Page extract —
— Begin —
Cape Cod is New England’s most iconic vacation destination, flexing like a long arm away from the mainland into the Atlantic. It’s a long drive down Route 6, but your route will be lined with white sand beaches, quaint seaside towns, and seafood-shacks where you’ll find lobster rolls, steamed clams, and freshly-shucked oysters all caught and cultivated within just a few miles. But it isn’t just beaches and bivalves: Cape Cod is also home to unmissable natural beauty, interwoven with wildlife sanctuaries and state parks great for birdwatching and bike riding, and hundreds of miles of gorgeous coastline where you can charter seafaring adventures like whale watches and deep-sea fishing. There’s also some world-class cuisine, if you know where to look (and we do). So what are you waiting for? Drop your ‘r’s, hop in the cah, and follow this ultimate travel guide to Cape Cod.

Plymouth

While not technically “on Cape,” Plymouth is a great pit-stop on the way South from Boston, and a must-see for history buffs. Known by pretty much every grade schooler as the site of the Rock where the Mayflower dropped its anchor, Plymouth is also home to some fantastic cuisine once you’re finished playing Pilgrim with the family at Plimoth Plantation. The town may be old (founded in 1620), but the dining scene is anything but. Check out the Mirbeau Inn & Spa for classic French bistro cuisine with a modern flair that leans heavily on local farms and purveyors. Eat on the patio overlooking gorgeous gardens or sip fancy cocktails while you lounge in the spa. For a less upscale but equally refined taste of the South Shore’s cuisine, check out Rye Tavern, housed in an 18th century building and serving pub fare with Asian influence with ingredients grown right on the property.
— End —
Exercises —
(A) According to the Cape Cod guide, in what year was Plymouth founded?
(B) Print the Cape Cod guide from "While not technically" up to and including "on the property.".

Collected data —
— Begin —
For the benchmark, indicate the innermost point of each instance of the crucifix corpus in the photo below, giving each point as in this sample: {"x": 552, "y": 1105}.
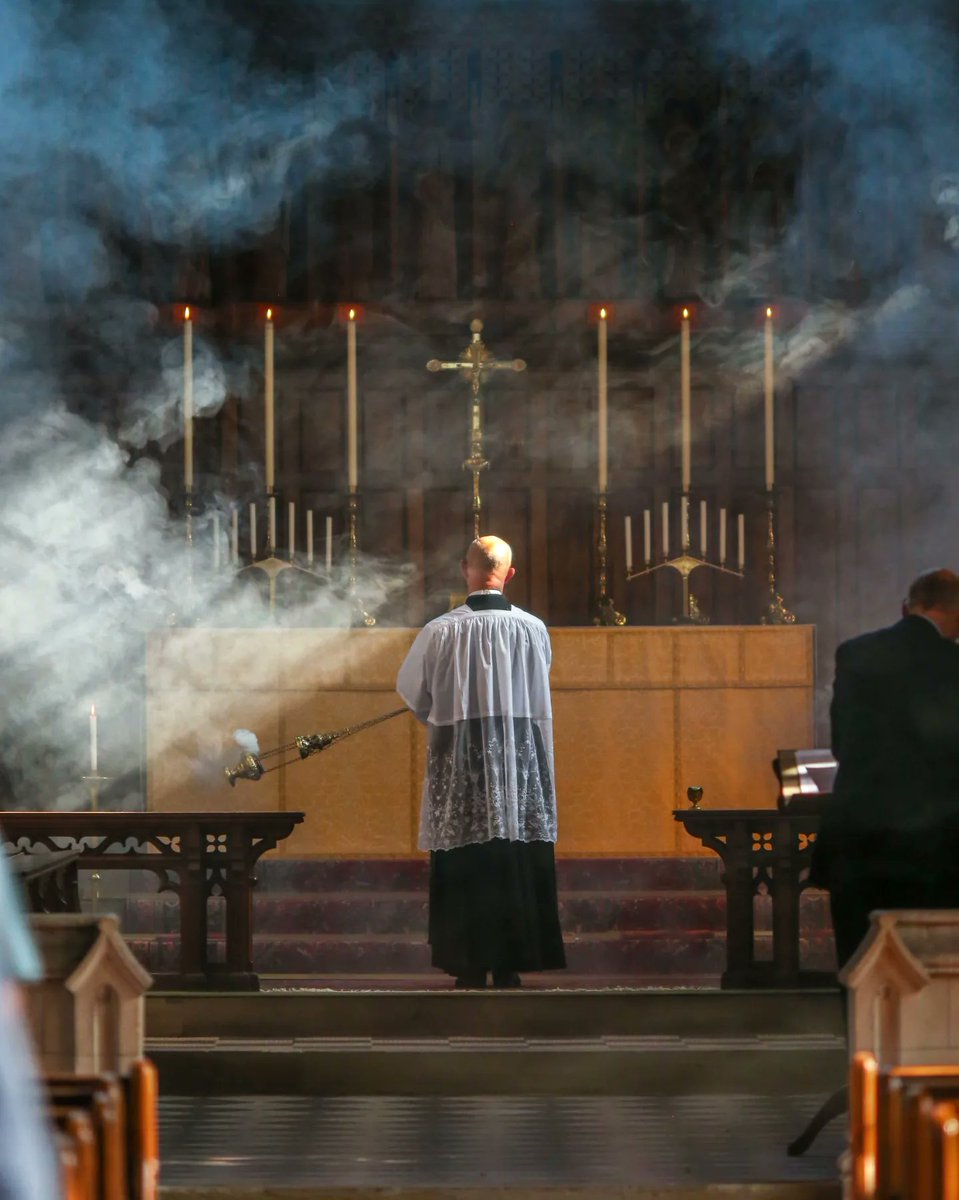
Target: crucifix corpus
{"x": 475, "y": 363}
— End —
Results of the tasks —
(A) 1620

(B)
While not technically “on Cape,” Plymouth is a great pit-stop on the way South from Boston, and a must-see for history buffs. Known by pretty much every grade schooler as the site of the Rock where the Mayflower dropped its anchor, Plymouth is also home to some fantastic cuisine once you’re finished playing Pilgrim with the family at Plimoth Plantation. The town may be old (founded in 1620), but the dining scene is anything but. Check out the Mirbeau Inn & Spa for classic French bistro cuisine with a modern flair that leans heavily on local farms and purveyors. Eat on the patio overlooking gorgeous gardens or sip fancy cocktails while you lounge in the spa. For a less upscale but equally refined taste of the South Shore’s cuisine, check out Rye Tavern, housed in an 18th century building and serving pub fare with Asian influence with ingredients grown right on the property.